Aim: Copy the lines below word for word, from the line with "Accessibility service: describe where the crane beam" to the line with "left=410, top=126, right=500, bottom=140", both of those included.

Records:
____________________

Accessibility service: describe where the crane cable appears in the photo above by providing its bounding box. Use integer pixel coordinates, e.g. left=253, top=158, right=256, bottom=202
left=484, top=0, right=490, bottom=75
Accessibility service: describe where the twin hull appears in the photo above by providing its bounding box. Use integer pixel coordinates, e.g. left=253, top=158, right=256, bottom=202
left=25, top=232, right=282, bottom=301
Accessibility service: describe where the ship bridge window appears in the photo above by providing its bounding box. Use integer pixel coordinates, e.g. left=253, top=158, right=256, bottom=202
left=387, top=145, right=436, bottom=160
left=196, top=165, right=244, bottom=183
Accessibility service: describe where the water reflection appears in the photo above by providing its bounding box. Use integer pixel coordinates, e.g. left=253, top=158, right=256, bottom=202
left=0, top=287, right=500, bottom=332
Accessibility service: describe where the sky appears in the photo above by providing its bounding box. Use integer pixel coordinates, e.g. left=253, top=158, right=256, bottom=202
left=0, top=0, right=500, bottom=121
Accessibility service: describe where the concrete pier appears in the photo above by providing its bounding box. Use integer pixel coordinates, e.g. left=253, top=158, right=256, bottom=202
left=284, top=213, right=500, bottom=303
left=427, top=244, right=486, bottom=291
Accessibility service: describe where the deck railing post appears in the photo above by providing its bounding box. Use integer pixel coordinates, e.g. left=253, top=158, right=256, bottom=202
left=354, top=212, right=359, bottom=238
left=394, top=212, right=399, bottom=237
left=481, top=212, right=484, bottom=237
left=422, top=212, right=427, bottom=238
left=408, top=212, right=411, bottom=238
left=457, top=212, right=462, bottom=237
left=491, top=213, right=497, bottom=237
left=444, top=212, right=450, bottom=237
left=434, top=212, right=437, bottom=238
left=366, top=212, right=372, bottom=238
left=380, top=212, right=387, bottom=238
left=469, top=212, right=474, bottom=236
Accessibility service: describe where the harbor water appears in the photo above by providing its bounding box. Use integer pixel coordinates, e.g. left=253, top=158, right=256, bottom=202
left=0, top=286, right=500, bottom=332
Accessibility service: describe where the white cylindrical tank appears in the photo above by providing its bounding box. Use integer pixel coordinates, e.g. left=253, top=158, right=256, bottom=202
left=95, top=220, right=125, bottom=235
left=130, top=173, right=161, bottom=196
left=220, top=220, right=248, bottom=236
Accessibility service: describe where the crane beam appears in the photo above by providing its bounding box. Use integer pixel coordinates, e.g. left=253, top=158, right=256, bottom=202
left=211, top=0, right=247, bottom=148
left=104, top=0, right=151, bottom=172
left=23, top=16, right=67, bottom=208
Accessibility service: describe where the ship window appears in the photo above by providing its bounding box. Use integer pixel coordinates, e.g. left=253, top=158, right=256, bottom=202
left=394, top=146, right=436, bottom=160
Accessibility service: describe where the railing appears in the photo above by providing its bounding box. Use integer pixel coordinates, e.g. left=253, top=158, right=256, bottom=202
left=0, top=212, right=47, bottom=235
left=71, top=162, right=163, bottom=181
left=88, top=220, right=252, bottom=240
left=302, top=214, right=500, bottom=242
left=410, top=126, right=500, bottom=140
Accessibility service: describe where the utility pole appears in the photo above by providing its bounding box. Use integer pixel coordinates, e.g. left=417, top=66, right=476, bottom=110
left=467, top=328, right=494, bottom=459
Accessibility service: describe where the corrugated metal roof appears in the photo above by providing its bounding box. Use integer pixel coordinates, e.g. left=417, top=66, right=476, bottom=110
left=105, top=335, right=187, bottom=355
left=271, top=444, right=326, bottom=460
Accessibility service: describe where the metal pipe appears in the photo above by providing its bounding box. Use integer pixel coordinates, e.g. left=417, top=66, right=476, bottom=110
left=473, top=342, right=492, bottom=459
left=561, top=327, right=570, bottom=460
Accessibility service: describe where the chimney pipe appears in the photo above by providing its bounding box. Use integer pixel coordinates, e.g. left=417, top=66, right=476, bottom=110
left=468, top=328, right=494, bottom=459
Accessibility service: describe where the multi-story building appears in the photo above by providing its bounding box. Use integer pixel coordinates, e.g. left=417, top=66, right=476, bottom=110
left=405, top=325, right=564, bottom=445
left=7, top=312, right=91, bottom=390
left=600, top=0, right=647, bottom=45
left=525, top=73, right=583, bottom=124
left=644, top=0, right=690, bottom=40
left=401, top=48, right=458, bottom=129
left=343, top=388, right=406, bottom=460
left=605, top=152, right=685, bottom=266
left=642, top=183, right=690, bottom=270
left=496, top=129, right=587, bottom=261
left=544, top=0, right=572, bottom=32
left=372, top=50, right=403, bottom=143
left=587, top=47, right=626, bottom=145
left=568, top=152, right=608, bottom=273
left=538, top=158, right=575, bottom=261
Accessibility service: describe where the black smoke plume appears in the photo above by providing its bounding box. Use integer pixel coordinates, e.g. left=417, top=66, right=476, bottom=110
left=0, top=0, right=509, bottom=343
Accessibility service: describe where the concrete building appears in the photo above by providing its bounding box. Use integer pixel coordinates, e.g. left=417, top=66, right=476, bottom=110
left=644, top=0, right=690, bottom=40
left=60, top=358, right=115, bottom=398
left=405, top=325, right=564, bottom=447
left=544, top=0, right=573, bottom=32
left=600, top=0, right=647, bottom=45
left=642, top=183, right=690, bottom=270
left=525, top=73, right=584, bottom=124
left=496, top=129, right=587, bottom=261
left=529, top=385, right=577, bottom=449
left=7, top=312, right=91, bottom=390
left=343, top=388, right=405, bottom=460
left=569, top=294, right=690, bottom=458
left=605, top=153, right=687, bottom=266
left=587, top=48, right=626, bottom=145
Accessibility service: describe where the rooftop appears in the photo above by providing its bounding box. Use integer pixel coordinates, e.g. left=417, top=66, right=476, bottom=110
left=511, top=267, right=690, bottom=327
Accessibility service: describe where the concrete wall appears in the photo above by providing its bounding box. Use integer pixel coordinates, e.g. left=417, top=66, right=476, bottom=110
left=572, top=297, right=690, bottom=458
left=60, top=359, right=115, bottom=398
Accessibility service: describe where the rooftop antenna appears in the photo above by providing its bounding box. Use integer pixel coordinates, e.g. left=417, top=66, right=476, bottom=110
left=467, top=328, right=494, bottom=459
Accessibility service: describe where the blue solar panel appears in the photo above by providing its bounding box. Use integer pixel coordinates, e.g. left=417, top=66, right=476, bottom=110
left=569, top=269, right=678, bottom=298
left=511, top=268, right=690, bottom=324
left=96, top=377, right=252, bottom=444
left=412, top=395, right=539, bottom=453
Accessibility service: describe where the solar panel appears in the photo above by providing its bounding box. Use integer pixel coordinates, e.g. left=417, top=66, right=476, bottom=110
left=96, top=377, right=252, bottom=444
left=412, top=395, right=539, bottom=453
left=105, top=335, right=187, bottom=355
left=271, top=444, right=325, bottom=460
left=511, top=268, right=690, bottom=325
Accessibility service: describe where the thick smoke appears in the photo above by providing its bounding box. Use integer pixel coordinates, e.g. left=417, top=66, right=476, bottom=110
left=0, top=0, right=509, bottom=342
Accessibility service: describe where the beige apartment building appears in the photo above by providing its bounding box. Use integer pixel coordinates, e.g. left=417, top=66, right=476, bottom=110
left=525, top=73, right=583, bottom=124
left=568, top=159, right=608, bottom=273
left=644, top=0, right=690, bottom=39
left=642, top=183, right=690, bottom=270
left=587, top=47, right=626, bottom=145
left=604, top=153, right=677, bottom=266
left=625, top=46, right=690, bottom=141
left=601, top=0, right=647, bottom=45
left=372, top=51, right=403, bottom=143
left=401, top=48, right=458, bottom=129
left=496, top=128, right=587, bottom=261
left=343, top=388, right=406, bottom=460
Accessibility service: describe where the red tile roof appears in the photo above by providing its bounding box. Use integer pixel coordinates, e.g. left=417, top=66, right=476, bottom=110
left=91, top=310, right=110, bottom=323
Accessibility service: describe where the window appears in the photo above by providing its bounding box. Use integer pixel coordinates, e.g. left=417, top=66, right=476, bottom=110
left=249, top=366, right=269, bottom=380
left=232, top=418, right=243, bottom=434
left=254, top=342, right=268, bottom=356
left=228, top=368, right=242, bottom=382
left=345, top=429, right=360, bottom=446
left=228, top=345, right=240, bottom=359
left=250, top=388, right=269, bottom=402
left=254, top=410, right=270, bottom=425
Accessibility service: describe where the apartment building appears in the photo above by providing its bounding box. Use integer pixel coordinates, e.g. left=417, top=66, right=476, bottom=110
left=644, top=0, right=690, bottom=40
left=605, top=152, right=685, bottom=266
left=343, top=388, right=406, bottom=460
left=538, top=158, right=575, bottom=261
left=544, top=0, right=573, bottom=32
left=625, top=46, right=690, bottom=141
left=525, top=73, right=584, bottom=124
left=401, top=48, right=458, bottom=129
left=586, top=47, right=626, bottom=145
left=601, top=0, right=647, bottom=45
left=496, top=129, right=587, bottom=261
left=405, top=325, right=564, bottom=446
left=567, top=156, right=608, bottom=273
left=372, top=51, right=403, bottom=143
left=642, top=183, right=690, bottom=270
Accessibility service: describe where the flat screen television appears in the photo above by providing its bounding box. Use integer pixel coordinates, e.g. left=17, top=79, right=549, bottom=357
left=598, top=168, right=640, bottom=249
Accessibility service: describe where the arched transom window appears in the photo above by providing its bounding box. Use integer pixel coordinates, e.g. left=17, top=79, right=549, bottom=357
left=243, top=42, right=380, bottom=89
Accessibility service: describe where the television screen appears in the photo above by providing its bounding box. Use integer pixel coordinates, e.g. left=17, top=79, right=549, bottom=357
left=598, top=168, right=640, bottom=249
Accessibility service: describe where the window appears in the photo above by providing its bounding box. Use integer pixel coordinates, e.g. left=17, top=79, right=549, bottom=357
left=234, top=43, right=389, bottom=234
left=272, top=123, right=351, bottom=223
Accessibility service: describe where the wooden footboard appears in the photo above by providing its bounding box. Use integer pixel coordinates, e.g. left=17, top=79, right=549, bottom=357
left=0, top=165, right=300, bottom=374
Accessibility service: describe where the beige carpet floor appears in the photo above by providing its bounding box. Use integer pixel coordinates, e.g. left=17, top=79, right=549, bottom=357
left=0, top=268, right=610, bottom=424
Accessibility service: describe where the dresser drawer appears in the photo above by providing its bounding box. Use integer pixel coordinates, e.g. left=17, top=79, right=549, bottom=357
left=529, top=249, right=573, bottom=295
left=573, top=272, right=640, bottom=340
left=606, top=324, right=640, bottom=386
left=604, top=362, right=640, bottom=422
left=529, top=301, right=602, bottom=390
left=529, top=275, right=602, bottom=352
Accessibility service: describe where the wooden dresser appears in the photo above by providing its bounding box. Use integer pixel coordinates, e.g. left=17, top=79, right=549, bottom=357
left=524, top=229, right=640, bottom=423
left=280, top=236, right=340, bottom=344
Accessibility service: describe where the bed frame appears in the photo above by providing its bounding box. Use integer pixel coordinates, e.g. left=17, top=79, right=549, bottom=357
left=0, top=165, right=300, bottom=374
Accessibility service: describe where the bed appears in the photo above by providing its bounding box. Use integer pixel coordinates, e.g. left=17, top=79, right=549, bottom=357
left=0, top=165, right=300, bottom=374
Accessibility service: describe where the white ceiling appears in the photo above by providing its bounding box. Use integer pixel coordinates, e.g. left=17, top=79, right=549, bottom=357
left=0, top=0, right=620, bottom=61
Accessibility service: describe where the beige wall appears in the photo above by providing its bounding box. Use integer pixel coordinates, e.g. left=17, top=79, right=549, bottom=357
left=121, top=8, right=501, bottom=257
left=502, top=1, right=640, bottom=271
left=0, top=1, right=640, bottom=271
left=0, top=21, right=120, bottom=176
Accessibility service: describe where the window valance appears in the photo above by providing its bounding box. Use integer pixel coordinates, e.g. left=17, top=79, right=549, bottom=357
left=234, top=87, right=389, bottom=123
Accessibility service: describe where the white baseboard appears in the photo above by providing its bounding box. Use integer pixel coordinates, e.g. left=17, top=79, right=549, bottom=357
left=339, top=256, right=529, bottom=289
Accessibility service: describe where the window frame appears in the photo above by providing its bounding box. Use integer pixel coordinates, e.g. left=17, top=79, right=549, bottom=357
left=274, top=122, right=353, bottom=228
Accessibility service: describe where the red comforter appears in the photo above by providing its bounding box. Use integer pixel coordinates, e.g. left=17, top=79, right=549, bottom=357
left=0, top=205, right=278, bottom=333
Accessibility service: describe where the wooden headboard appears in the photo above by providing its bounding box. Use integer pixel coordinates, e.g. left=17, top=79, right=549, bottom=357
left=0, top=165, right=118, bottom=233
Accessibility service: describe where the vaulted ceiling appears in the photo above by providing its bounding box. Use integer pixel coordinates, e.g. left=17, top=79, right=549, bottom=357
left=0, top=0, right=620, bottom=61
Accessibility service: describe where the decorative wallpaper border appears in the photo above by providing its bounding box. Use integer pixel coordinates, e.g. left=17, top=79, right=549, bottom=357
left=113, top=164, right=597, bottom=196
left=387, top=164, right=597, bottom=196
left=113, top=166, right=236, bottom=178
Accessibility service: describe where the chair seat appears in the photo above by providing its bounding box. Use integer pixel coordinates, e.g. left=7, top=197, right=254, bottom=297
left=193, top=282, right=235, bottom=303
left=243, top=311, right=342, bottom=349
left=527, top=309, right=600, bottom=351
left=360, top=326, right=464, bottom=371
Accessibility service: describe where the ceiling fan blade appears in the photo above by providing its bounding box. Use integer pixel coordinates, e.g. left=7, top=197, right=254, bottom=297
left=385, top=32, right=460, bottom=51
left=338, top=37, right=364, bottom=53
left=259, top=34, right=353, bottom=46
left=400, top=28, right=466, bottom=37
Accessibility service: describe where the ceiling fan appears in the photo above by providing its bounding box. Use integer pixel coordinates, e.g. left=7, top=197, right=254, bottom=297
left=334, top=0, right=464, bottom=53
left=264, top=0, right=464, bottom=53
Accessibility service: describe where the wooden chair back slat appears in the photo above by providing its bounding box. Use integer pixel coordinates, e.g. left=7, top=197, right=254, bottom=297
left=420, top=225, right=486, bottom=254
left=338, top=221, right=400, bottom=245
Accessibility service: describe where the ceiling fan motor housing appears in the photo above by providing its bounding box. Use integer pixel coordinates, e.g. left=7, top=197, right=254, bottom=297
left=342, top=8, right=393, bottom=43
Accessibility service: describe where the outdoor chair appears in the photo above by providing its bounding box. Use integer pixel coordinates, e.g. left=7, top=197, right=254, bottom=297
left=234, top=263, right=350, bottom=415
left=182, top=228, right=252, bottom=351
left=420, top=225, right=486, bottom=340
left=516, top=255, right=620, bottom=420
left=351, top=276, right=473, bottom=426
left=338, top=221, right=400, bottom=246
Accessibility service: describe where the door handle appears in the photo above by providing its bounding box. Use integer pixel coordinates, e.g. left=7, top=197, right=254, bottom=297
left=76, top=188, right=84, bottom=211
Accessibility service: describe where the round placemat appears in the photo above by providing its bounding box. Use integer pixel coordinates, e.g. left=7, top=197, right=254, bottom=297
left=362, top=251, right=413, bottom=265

____________________

Exercise response:
Accessibility service: describe where the crane beam appears in the photo above by providing its bounding box. Use integer pixel coordinates, e.g. left=253, top=158, right=256, bottom=202
left=211, top=0, right=247, bottom=148
left=104, top=0, right=151, bottom=172
left=23, top=16, right=67, bottom=208
Accessibility service: describe where the ship window appears in the photo above by providing its bounding box. Use integer pixel coordinates, e.g. left=253, top=158, right=256, bottom=202
left=394, top=146, right=436, bottom=160
Accessibility service: describe where the railing appears in the photo above by providing its bounding box. Use integer pixel coordinates, e.g. left=253, top=158, right=256, bottom=202
left=0, top=212, right=47, bottom=235
left=71, top=162, right=163, bottom=181
left=88, top=220, right=252, bottom=240
left=302, top=214, right=500, bottom=242
left=410, top=126, right=500, bottom=140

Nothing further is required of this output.